Set problem: Exactly reproduce the lines from the one holding "Question. For every instance of the blue pool" through the final line of the listing below, with both ends included and nothing else.

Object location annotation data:
□ □ □ □ □
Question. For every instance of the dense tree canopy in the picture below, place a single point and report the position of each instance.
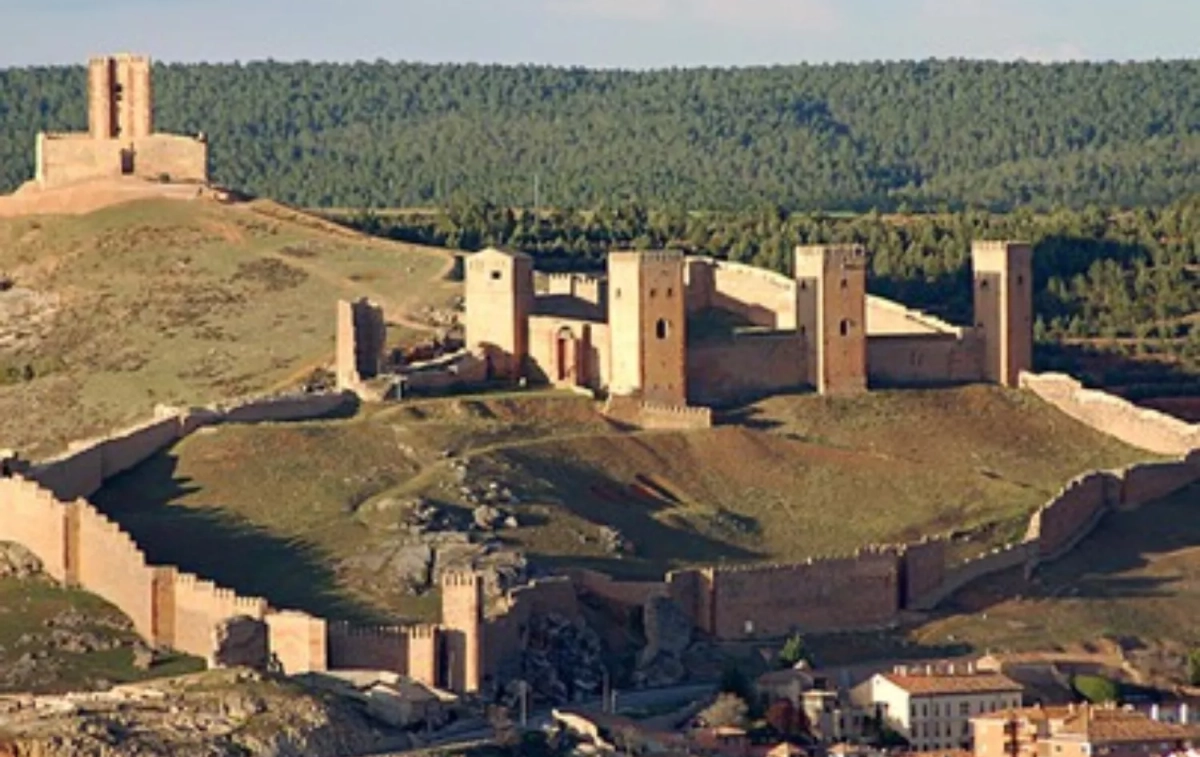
(1099, 275)
(840, 137)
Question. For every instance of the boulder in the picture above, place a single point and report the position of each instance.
(240, 642)
(17, 562)
(667, 628)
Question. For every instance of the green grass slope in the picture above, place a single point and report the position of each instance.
(281, 510)
(55, 640)
(168, 301)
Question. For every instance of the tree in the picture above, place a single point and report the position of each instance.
(793, 652)
(729, 709)
(1194, 667)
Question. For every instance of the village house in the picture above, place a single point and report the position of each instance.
(1077, 731)
(931, 708)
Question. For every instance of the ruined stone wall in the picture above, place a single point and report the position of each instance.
(69, 158)
(111, 565)
(763, 298)
(463, 371)
(171, 157)
(748, 366)
(199, 606)
(622, 593)
(924, 570)
(33, 517)
(820, 595)
(1146, 482)
(298, 641)
(1144, 428)
(1062, 522)
(375, 648)
(922, 360)
(279, 408)
(504, 629)
(1021, 554)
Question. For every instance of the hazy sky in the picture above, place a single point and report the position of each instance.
(599, 32)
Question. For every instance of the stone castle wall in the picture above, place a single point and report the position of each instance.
(71, 158)
(1140, 427)
(761, 296)
(925, 359)
(747, 366)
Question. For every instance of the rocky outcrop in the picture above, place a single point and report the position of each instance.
(213, 714)
(561, 662)
(17, 562)
(667, 637)
(241, 642)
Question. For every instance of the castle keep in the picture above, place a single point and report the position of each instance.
(671, 331)
(120, 139)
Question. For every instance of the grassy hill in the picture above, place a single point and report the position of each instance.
(55, 640)
(168, 301)
(288, 511)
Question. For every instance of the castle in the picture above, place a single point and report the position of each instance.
(667, 330)
(120, 139)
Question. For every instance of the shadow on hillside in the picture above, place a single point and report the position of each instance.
(658, 542)
(1110, 564)
(289, 574)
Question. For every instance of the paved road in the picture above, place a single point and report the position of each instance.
(471, 732)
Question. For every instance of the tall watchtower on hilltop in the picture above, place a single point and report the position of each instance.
(648, 325)
(462, 619)
(1003, 307)
(120, 140)
(499, 301)
(832, 316)
(120, 100)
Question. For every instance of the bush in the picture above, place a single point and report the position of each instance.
(1095, 689)
(793, 652)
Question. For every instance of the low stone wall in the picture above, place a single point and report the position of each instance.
(1140, 427)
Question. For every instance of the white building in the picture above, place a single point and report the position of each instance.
(933, 709)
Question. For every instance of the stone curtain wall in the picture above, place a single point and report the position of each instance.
(924, 360)
(83, 468)
(763, 298)
(1147, 430)
(747, 366)
(108, 564)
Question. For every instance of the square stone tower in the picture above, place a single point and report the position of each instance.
(1003, 307)
(648, 325)
(832, 316)
(120, 100)
(499, 301)
(462, 624)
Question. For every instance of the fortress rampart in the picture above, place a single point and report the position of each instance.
(1140, 427)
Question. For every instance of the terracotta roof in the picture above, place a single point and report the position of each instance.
(1101, 726)
(971, 683)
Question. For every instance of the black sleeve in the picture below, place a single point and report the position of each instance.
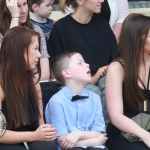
(113, 46)
(54, 46)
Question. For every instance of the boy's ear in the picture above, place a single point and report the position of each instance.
(66, 73)
(80, 2)
(35, 7)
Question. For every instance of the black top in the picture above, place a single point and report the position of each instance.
(145, 92)
(94, 40)
(34, 122)
(105, 10)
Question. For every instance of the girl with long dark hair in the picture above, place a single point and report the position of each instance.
(127, 84)
(20, 93)
(16, 13)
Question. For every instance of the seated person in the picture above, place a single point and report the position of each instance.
(74, 111)
(127, 85)
(20, 93)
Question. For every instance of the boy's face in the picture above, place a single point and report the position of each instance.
(45, 8)
(79, 70)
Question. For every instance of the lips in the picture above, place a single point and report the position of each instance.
(89, 71)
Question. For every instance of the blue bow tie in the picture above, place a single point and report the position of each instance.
(77, 97)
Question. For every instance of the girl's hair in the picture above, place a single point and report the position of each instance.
(64, 3)
(5, 18)
(31, 2)
(133, 37)
(15, 79)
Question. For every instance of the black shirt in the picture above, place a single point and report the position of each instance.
(94, 40)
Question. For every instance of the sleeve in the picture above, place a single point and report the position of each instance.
(112, 46)
(1, 37)
(54, 42)
(56, 116)
(99, 124)
(43, 46)
(123, 10)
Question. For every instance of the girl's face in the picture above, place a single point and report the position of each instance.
(32, 55)
(45, 8)
(93, 6)
(23, 9)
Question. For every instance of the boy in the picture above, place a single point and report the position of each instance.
(41, 10)
(74, 111)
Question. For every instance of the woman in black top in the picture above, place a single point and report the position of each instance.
(20, 93)
(89, 34)
(127, 84)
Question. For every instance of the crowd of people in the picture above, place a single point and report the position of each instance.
(99, 56)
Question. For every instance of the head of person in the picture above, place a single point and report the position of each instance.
(5, 15)
(42, 8)
(134, 45)
(70, 65)
(19, 55)
(90, 6)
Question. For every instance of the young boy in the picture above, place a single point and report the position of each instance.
(74, 111)
(41, 10)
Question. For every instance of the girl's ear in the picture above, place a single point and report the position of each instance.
(66, 73)
(80, 2)
(35, 7)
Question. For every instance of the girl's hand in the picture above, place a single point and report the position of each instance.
(45, 133)
(13, 8)
(145, 137)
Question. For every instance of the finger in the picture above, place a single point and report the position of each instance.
(47, 129)
(7, 1)
(50, 133)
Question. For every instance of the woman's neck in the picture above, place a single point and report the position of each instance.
(84, 18)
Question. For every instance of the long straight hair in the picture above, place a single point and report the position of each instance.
(15, 79)
(5, 18)
(133, 37)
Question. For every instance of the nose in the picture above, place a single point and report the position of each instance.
(38, 54)
(88, 65)
(23, 9)
(51, 8)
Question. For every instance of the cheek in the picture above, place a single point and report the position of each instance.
(147, 44)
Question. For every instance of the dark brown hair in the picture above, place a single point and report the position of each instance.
(5, 18)
(16, 80)
(133, 36)
(31, 2)
(60, 63)
(64, 3)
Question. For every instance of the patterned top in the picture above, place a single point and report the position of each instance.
(44, 53)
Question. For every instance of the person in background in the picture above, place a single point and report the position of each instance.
(90, 34)
(41, 10)
(114, 11)
(20, 93)
(15, 13)
(127, 84)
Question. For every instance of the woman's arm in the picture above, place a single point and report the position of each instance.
(100, 72)
(14, 11)
(114, 101)
(43, 133)
(39, 94)
(44, 61)
(123, 11)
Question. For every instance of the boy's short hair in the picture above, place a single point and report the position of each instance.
(60, 63)
(31, 2)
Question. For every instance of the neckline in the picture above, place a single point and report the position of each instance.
(81, 24)
(148, 80)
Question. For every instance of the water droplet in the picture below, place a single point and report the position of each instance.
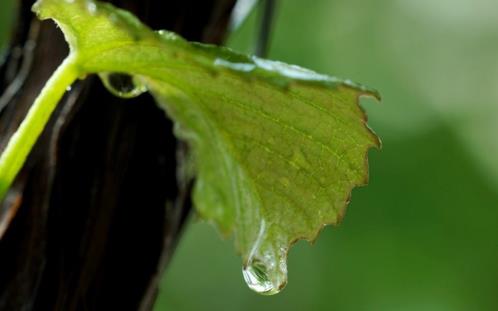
(122, 85)
(266, 269)
(260, 280)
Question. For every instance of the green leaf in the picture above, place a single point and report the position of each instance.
(276, 148)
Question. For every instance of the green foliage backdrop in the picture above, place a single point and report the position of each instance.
(424, 234)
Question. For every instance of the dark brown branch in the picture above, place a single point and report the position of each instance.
(99, 207)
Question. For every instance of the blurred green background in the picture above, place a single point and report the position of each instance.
(424, 234)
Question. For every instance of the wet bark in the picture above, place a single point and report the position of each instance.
(95, 214)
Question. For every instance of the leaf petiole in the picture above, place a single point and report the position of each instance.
(23, 140)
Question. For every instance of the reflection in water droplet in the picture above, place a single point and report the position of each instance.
(259, 279)
(122, 85)
(266, 269)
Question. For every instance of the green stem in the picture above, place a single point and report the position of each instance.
(21, 143)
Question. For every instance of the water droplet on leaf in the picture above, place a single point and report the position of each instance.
(260, 279)
(266, 269)
(122, 85)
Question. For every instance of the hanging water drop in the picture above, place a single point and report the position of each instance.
(265, 271)
(260, 280)
(122, 85)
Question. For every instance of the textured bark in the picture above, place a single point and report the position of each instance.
(94, 216)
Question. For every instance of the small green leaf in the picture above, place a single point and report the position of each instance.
(276, 148)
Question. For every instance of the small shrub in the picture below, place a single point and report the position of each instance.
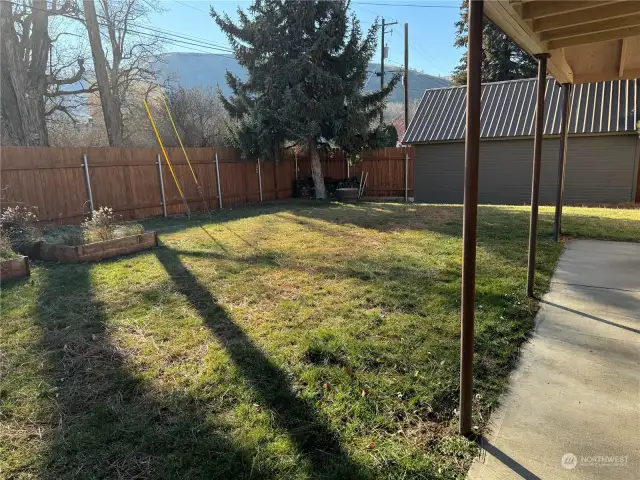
(19, 226)
(6, 251)
(100, 226)
(103, 225)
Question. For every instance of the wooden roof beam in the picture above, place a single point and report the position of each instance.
(548, 8)
(594, 37)
(596, 14)
(623, 55)
(602, 26)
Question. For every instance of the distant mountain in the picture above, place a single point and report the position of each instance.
(196, 70)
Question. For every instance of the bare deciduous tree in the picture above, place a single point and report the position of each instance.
(28, 92)
(126, 58)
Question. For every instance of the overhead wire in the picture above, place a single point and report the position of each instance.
(184, 151)
(166, 156)
(403, 5)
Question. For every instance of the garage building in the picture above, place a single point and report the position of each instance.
(603, 149)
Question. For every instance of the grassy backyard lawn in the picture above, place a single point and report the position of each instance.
(294, 340)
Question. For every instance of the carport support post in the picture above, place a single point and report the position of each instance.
(562, 163)
(470, 217)
(406, 176)
(535, 180)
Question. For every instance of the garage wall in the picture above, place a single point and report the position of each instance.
(599, 170)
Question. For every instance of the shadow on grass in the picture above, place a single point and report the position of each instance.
(107, 423)
(311, 434)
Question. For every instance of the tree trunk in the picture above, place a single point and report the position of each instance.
(22, 102)
(110, 104)
(316, 170)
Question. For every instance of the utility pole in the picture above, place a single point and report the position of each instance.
(406, 77)
(382, 57)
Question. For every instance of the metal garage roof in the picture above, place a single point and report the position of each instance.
(508, 110)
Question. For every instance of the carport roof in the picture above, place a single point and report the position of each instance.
(508, 110)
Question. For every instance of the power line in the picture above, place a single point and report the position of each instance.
(191, 6)
(403, 5)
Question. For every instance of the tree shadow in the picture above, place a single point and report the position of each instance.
(310, 432)
(106, 421)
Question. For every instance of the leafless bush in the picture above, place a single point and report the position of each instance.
(19, 225)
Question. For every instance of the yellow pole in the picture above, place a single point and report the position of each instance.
(178, 135)
(164, 152)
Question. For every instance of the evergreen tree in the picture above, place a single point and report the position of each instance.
(502, 58)
(307, 65)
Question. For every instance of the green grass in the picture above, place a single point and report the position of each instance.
(297, 340)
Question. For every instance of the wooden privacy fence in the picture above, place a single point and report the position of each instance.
(133, 182)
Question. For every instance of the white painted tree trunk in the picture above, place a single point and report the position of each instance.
(110, 103)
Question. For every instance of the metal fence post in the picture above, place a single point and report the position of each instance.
(218, 181)
(86, 176)
(164, 200)
(260, 179)
(406, 176)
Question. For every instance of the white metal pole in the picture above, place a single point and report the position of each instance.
(406, 176)
(86, 176)
(260, 179)
(164, 199)
(218, 180)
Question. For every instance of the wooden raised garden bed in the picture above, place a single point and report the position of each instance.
(14, 268)
(93, 252)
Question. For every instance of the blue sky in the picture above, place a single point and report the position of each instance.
(431, 30)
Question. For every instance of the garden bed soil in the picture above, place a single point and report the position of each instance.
(14, 268)
(94, 252)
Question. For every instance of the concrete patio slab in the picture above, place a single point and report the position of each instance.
(572, 410)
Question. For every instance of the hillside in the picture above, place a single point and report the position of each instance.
(191, 70)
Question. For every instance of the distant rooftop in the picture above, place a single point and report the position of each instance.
(508, 110)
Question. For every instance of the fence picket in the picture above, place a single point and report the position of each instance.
(128, 179)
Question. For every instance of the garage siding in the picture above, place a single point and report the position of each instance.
(599, 170)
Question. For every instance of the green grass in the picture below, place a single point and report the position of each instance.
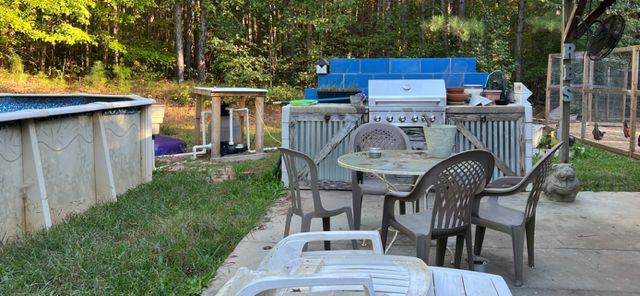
(600, 170)
(165, 237)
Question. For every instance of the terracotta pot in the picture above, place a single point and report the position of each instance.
(493, 94)
(456, 99)
(455, 90)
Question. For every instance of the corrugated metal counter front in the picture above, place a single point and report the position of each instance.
(309, 129)
(314, 129)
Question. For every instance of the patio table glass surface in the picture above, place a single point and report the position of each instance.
(391, 162)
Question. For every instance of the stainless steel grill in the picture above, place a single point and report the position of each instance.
(409, 104)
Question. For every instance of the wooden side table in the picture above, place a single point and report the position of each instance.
(216, 94)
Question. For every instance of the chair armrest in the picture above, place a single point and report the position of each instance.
(291, 247)
(398, 194)
(505, 182)
(332, 281)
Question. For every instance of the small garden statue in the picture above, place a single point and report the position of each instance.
(562, 184)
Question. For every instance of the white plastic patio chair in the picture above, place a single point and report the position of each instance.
(250, 283)
(287, 261)
(353, 272)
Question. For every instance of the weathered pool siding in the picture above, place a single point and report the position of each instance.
(123, 132)
(66, 151)
(12, 210)
(67, 155)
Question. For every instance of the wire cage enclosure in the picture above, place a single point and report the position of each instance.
(604, 111)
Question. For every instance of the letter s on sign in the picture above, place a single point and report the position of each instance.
(567, 94)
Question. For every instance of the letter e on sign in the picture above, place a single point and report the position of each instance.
(567, 94)
(568, 51)
(567, 72)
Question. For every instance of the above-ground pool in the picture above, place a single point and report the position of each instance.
(61, 154)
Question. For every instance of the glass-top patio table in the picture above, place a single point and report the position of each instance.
(391, 162)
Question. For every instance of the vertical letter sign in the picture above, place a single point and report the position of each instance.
(568, 51)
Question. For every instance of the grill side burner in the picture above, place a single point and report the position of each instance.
(409, 104)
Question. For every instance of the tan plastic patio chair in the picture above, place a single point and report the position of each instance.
(516, 223)
(386, 137)
(290, 158)
(454, 182)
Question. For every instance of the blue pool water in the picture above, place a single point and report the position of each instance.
(12, 104)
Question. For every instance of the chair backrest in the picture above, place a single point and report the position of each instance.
(291, 160)
(381, 135)
(385, 136)
(536, 177)
(455, 182)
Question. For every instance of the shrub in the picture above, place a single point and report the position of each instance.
(16, 66)
(97, 76)
(122, 73)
□ □ □ □ □
Solution to this exercise:
Question. For every instance of the blue pool water in the picture above, place a single point and report the position of each instance.
(12, 104)
Question. For every instance of the chair backrest in the picture above, place a single point and report the position of each instance.
(291, 160)
(381, 135)
(385, 136)
(536, 177)
(455, 182)
Question. For every instance of the shrub in the picture above, place a single point and report the position of each instance.
(16, 66)
(97, 76)
(122, 73)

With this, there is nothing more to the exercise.